What you will do:
Every record that follows should be output exactly as it is given.

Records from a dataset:
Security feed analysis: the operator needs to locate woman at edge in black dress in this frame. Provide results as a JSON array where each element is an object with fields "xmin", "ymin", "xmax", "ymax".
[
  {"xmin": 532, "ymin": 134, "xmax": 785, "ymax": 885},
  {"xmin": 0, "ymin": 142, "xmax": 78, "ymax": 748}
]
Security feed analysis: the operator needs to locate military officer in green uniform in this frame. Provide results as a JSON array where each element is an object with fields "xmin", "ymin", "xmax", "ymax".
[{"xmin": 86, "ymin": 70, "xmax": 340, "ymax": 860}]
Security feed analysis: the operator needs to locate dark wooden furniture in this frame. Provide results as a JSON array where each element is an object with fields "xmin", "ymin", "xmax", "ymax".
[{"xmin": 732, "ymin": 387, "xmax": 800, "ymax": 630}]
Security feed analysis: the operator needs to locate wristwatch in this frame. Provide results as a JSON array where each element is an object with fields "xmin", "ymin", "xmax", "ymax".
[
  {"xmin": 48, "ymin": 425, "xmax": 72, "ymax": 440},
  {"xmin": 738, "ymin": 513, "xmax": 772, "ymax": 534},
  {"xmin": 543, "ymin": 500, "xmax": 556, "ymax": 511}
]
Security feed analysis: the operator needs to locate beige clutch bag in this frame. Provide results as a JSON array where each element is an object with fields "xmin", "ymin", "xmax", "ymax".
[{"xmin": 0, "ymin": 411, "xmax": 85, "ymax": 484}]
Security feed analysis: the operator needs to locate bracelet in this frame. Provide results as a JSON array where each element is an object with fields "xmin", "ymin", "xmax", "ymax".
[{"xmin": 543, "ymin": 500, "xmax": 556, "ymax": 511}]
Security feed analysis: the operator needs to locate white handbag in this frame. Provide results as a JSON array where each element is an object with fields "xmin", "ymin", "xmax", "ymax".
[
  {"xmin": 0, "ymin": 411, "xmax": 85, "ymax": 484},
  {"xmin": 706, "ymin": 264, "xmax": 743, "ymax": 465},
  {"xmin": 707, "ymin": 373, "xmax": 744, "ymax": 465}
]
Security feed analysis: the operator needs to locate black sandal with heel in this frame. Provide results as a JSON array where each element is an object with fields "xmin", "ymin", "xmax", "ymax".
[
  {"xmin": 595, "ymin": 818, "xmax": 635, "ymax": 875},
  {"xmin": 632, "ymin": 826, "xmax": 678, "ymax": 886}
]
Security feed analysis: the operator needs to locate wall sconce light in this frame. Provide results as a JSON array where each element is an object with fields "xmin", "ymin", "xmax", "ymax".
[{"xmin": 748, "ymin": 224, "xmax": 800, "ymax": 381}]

Exercise response:
Security feed analysis: the operator needs to locate woman at edge in black dress in this frame. Provide results as a JSON array where each element is an object with fields "xmin", "ymin", "xmax", "ymax".
[
  {"xmin": 532, "ymin": 134, "xmax": 785, "ymax": 885},
  {"xmin": 0, "ymin": 142, "xmax": 78, "ymax": 748}
]
Security feed analysis: the operator needs to locate military officer in green uniform in this frame. Provide results as a JSON array where each element is an object with fields "xmin", "ymin", "xmax", "ymax".
[{"xmin": 86, "ymin": 70, "xmax": 340, "ymax": 860}]
Security feed analysis: the operator needs to locate dark wooden furniture in this frame. Provide results as a JSON array where each element is an object with fields "xmin", "ymin", "xmax", "ymax".
[{"xmin": 732, "ymin": 387, "xmax": 800, "ymax": 630}]
Security feed analysis: the operator needs to locate wristwatch in this frame. Provide results as a JSON array where each element is an object with fields "xmin", "ymin", "xmax", "ymax".
[
  {"xmin": 48, "ymin": 425, "xmax": 72, "ymax": 440},
  {"xmin": 738, "ymin": 513, "xmax": 772, "ymax": 534},
  {"xmin": 543, "ymin": 500, "xmax": 556, "ymax": 511}
]
Security feed analysis: the operator needs to locate beige clutch bag in this frame. Provide results as a JSON array where each element is an object with fields "xmin", "ymin", "xmax", "ymax".
[{"xmin": 0, "ymin": 411, "xmax": 85, "ymax": 484}]
Security feed analysis: the operator needs to locate bracelet in this frame. Provide results as a JSON array where each element is an object with fields "xmin", "ymin", "xmax", "ymax".
[{"xmin": 543, "ymin": 500, "xmax": 556, "ymax": 511}]
Security feed analysis: the operator needs to locate white handbag in this frame. Provide results as a JSON array where each element is an object with fields "xmin", "ymin", "xmax", "ymax".
[
  {"xmin": 0, "ymin": 411, "xmax": 85, "ymax": 484},
  {"xmin": 706, "ymin": 264, "xmax": 743, "ymax": 465},
  {"xmin": 707, "ymin": 373, "xmax": 744, "ymax": 465}
]
Security feed analysis: the operator needs to locate black sandal with heel in this frame. Provide results as a JSON array where each element is an object with fields "xmin", "ymin", "xmax", "ymax".
[
  {"xmin": 595, "ymin": 818, "xmax": 635, "ymax": 875},
  {"xmin": 632, "ymin": 826, "xmax": 678, "ymax": 886}
]
Security feed analysis: the operator needs to locate wall sconce light in this frame. Provide results as a JSON array where each element is an object with fields "xmin", "ymin", "xmax", "ymax".
[{"xmin": 748, "ymin": 224, "xmax": 800, "ymax": 381}]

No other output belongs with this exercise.